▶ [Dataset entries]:

####

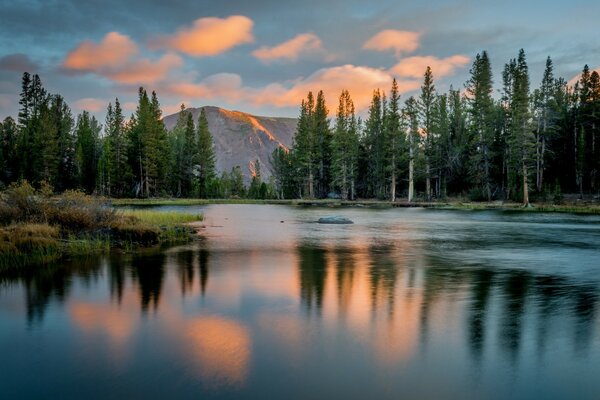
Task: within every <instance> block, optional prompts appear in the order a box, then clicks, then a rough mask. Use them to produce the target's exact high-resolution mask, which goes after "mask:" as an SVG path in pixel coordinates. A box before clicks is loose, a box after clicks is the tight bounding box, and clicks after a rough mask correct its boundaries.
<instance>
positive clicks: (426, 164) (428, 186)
mask: <svg viewBox="0 0 600 400" xmlns="http://www.w3.org/2000/svg"><path fill="white" fill-rule="evenodd" d="M434 100H435V85H434V84H433V73H432V71H431V67H429V66H428V67H427V69H426V70H425V75H424V77H423V85H422V86H421V95H420V96H419V102H418V106H419V111H420V113H419V114H420V119H421V123H422V132H423V136H422V141H423V149H424V155H425V195H426V196H427V200H428V201H429V200H431V177H432V171H431V156H432V153H433V141H434V138H433V132H432V123H433V120H432V112H433V103H434Z"/></svg>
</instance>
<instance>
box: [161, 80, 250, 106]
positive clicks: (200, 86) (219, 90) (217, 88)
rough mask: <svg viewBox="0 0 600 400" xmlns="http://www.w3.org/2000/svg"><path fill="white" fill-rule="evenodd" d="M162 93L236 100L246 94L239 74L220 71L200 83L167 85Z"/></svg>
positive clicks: (230, 99) (213, 98) (211, 98)
mask: <svg viewBox="0 0 600 400" xmlns="http://www.w3.org/2000/svg"><path fill="white" fill-rule="evenodd" d="M161 92H162V93H166V94H167V95H171V96H180V97H182V98H185V99H195V98H207V99H214V98H217V97H218V98H223V99H227V100H228V101H235V100H238V99H240V98H241V97H243V96H244V92H245V89H244V88H243V87H242V78H241V77H240V76H239V75H237V74H230V73H219V74H215V75H211V76H209V77H207V78H206V79H204V80H202V81H201V82H199V83H192V82H181V83H172V84H168V85H165V86H164V87H163V89H161Z"/></svg>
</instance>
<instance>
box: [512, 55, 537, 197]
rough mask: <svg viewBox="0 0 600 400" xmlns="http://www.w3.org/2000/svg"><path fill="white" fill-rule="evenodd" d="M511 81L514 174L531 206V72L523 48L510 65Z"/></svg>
mask: <svg viewBox="0 0 600 400" xmlns="http://www.w3.org/2000/svg"><path fill="white" fill-rule="evenodd" d="M509 71H510V73H511V75H512V76H511V81H512V93H511V97H510V114H511V116H510V118H511V120H510V143H509V145H510V157H511V160H512V167H513V168H514V169H515V176H520V178H521V180H522V188H521V192H522V195H521V199H522V202H523V204H524V205H525V206H528V205H529V163H530V162H531V152H532V147H533V146H534V142H533V135H532V129H531V128H532V127H531V114H530V108H529V106H530V96H529V71H528V67H527V61H526V59H525V51H524V50H523V49H521V50H520V51H519V56H518V58H517V60H516V61H515V62H512V63H511V67H510V68H509Z"/></svg>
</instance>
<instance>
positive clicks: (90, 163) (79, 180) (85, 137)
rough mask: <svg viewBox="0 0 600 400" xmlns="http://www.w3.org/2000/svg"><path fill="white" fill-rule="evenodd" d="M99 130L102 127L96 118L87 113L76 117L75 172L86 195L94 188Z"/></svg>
mask: <svg viewBox="0 0 600 400" xmlns="http://www.w3.org/2000/svg"><path fill="white" fill-rule="evenodd" d="M101 130H102V127H101V125H100V124H99V123H98V121H97V120H96V118H95V117H94V116H90V114H89V113H88V112H87V111H84V112H83V113H81V114H80V115H79V116H78V117H77V124H76V126H75V135H76V138H77V143H76V146H77V147H76V164H77V172H78V178H79V185H80V187H81V188H83V189H84V190H85V191H86V192H88V193H91V192H93V191H94V189H95V188H96V179H97V177H98V161H99V156H100V154H99V150H100V148H99V145H100V143H99V135H100V131H101Z"/></svg>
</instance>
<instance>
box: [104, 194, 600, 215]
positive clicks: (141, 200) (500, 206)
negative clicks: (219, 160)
mask: <svg viewBox="0 0 600 400" xmlns="http://www.w3.org/2000/svg"><path fill="white" fill-rule="evenodd" d="M112 204H113V205H115V206H135V207H152V206H194V205H208V204H285V205H292V206H316V207H372V208H388V207H389V208H392V207H397V208H402V207H423V208H436V209H448V210H500V211H502V210H505V211H519V212H553V213H554V212H555V213H577V214H600V204H597V203H592V202H586V203H583V204H581V203H579V202H576V201H573V202H566V203H565V204H552V203H537V204H532V205H531V207H523V206H522V205H521V204H520V203H514V202H501V201H496V202H489V203H488V202H465V201H461V200H460V199H448V200H440V201H433V202H426V201H414V202H411V203H408V202H407V201H406V200H405V199H398V200H397V201H395V202H391V201H382V200H354V201H350V200H344V201H342V200H336V199H293V200H253V199H169V198H164V199H159V198H156V199H113V200H112Z"/></svg>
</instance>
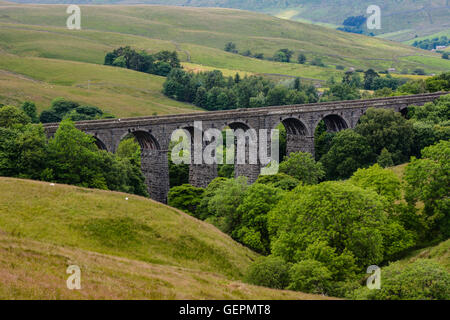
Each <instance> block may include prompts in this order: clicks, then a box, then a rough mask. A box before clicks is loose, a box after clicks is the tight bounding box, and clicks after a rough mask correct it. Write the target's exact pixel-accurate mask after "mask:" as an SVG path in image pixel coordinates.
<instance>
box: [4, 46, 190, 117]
mask: <svg viewBox="0 0 450 320" xmlns="http://www.w3.org/2000/svg"><path fill="white" fill-rule="evenodd" d="M164 81H165V78H163V77H158V76H154V75H148V74H144V73H139V72H134V71H131V70H126V69H120V68H113V67H107V66H102V65H95V64H88V63H81V62H72V61H61V60H56V59H47V58H36V57H19V56H16V55H11V54H5V53H0V102H2V103H3V104H13V105H18V104H20V103H21V102H23V101H25V100H31V101H35V102H36V104H37V107H38V110H39V111H42V110H43V109H45V108H48V107H49V105H50V102H51V100H53V99H54V98H56V97H60V96H62V97H65V98H67V99H71V100H74V101H77V102H80V103H84V104H89V105H95V106H98V107H100V108H102V109H103V110H104V111H107V112H110V113H112V114H114V115H116V116H117V117H132V116H146V115H151V114H154V113H157V114H159V115H162V114H175V113H185V112H192V111H195V110H198V108H196V107H195V106H192V105H189V104H185V103H181V102H178V101H175V100H171V99H169V98H167V97H166V96H164V95H163V94H162V93H161V88H162V84H163V83H164Z"/></svg>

####

Please rewrite all the data above with every "positive clicks" swapped for "foreground clicks", leaving everything else unchanged. Omit the pictures from your answer.

▶ [The answer]:
Task: within every <instance> block, optional prompts appear in the order a box, then clicks, then a rough mask. Use them to produce the target's exact high-resolution mask, which goes after "mask:" as an SVG path in pixel coordinates. A box before clicks is loose, a box after clicks is the tight bounding box, and clicks after a rough mask correct its boundaries.
<instance>
foreground clicks: (426, 164) (428, 186)
mask: <svg viewBox="0 0 600 400" xmlns="http://www.w3.org/2000/svg"><path fill="white" fill-rule="evenodd" d="M434 100H435V85H434V84H433V73H432V71H431V67H429V66H428V67H427V69H426V70H425V75H424V77H423V85H422V86H421V95H420V96H419V102H418V106H419V111H420V113H419V114H420V119H421V123H422V132H423V136H422V141H423V149H424V155H425V195H426V196H427V200H428V201H429V200H431V177H432V171H431V156H432V153H433V141H434V138H433V132H432V123H433V120H432V112H433V103H434Z"/></svg>
</instance>
<instance>
box: [161, 80, 250, 106]
foreground clicks: (200, 86) (219, 90) (217, 88)
rough mask: <svg viewBox="0 0 600 400" xmlns="http://www.w3.org/2000/svg"><path fill="white" fill-rule="evenodd" d="M162 93L236 100L246 94L239 74L220 71L200 83L167 85Z"/></svg>
foreground clicks: (230, 99) (213, 98) (211, 98)
mask: <svg viewBox="0 0 600 400" xmlns="http://www.w3.org/2000/svg"><path fill="white" fill-rule="evenodd" d="M161 92H162V93H166V94H167V95H171V96H180V97H182V98H185V99H195V98H207V99H214V98H217V97H218V98H223V99H227V100H228V101H235V100H238V99H240V98H241V97H243V96H244V92H245V89H244V88H243V87H242V78H241V77H240V76H239V75H237V74H230V73H219V74H215V75H211V76H209V77H207V78H206V79H204V80H202V81H201V82H199V83H192V82H181V83H172V84H168V85H165V86H164V87H163V89H161Z"/></svg>
</instance>
<instance>
box: [512, 55, 537, 197]
rough mask: <svg viewBox="0 0 600 400" xmlns="http://www.w3.org/2000/svg"><path fill="white" fill-rule="evenodd" d="M511 81L514 174L531 206V72L523 48L510 65Z"/></svg>
mask: <svg viewBox="0 0 600 400" xmlns="http://www.w3.org/2000/svg"><path fill="white" fill-rule="evenodd" d="M509 71H510V73H511V75H512V76H511V81H512V93H511V97H510V114H511V116H510V118H511V120H510V143H509V145H510V157H511V160H512V167H513V168H514V169H515V176H520V178H521V180H522V188H521V192H522V195H521V199H522V202H523V204H524V205H525V206H528V205H529V163H530V162H531V152H532V147H533V146H534V142H533V135H532V129H531V128H532V127H531V114H530V108H529V106H530V96H529V71H528V67H527V61H526V59H525V51H524V50H523V49H521V50H520V51H519V56H518V58H517V60H516V61H515V62H512V63H511V67H510V68H509Z"/></svg>
</instance>
<instance>
foreground clicks: (90, 163) (79, 180) (85, 137)
rough mask: <svg viewBox="0 0 600 400" xmlns="http://www.w3.org/2000/svg"><path fill="white" fill-rule="evenodd" d="M99 130L102 127L96 118L87 113L76 117L75 172L86 195L94 188Z"/></svg>
mask: <svg viewBox="0 0 600 400" xmlns="http://www.w3.org/2000/svg"><path fill="white" fill-rule="evenodd" d="M101 130H102V127H101V125H100V124H99V123H98V121H97V120H96V118H95V117H94V116H90V114H89V113H88V112H87V111H84V112H83V113H81V114H80V115H79V116H78V117H77V124H76V126H75V135H76V138H77V143H76V146H77V147H76V164H77V172H78V178H79V185H80V187H81V188H83V189H84V190H85V191H86V192H88V193H91V192H93V191H94V189H95V188H96V179H97V177H98V161H99V156H100V154H99V150H100V148H99V145H100V143H99V135H100V131H101Z"/></svg>
</instance>
<instance>
box: [104, 194, 600, 215]
foreground clicks: (141, 200) (500, 206)
negative clicks: (219, 160)
mask: <svg viewBox="0 0 600 400" xmlns="http://www.w3.org/2000/svg"><path fill="white" fill-rule="evenodd" d="M112 204H113V205H115V206H135V207H152V206H194V205H208V204H285V205H292V206H316V207H372V208H388V207H389V208H392V207H397V208H402V207H423V208H436V209H448V210H500V211H502V210H505V211H519V212H553V213H554V212H555V213H577V214H600V204H597V203H592V202H586V203H583V204H581V203H579V202H576V201H573V202H566V203H565V204H552V203H537V204H532V205H531V207H523V206H522V205H521V204H520V203H514V202H501V201H496V202H489V203H488V202H465V201H461V200H460V199H448V200H440V201H433V202H426V201H414V202H411V203H408V202H407V201H406V200H405V199H398V200H397V201H395V202H391V201H382V200H354V201H350V200H344V201H342V200H336V199H293V200H253V199H169V198H164V199H159V198H156V199H113V200H112Z"/></svg>
</instance>
Each <instance> block may include prompts in this order: clicks, then a box, then a rough mask. A box before clicks is loose, a box after clicks is the tight bounding box, and clicks after a rough mask correct it. Write the target's exact pixel-accurate mask after "mask:" as an SVG path in image pixel coordinates.
<instance>
box: [4, 46, 190, 117]
mask: <svg viewBox="0 0 450 320" xmlns="http://www.w3.org/2000/svg"><path fill="white" fill-rule="evenodd" d="M164 81H165V78H163V77H158V76H154V75H148V74H144V73H139V72H134V71H131V70H126V69H120V68H113V67H107V66H102V65H95V64H88V63H81V62H72V61H61V60H56V59H47V58H36V57H19V56H16V55H11V54H5V53H0V102H2V103H3V104H13V105H18V104H20V103H21V102H23V101H25V100H31V101H35V102H36V104H37V107H38V110H39V111H42V110H43V109H45V108H48V107H49V105H50V102H51V100H53V99H54V98H56V97H60V96H62V97H65V98H67V99H71V100H74V101H77V102H80V103H84V104H89V105H95V106H98V107H100V108H102V109H103V110H104V111H107V112H110V113H112V114H114V115H116V116H117V117H132V116H146V115H151V114H154V113H157V114H159V115H162V114H175V113H185V112H192V111H195V110H198V108H196V107H195V106H192V105H189V104H185V103H181V102H178V101H175V100H171V99H169V98H167V97H166V96H164V95H163V94H162V93H161V88H162V84H163V83H164Z"/></svg>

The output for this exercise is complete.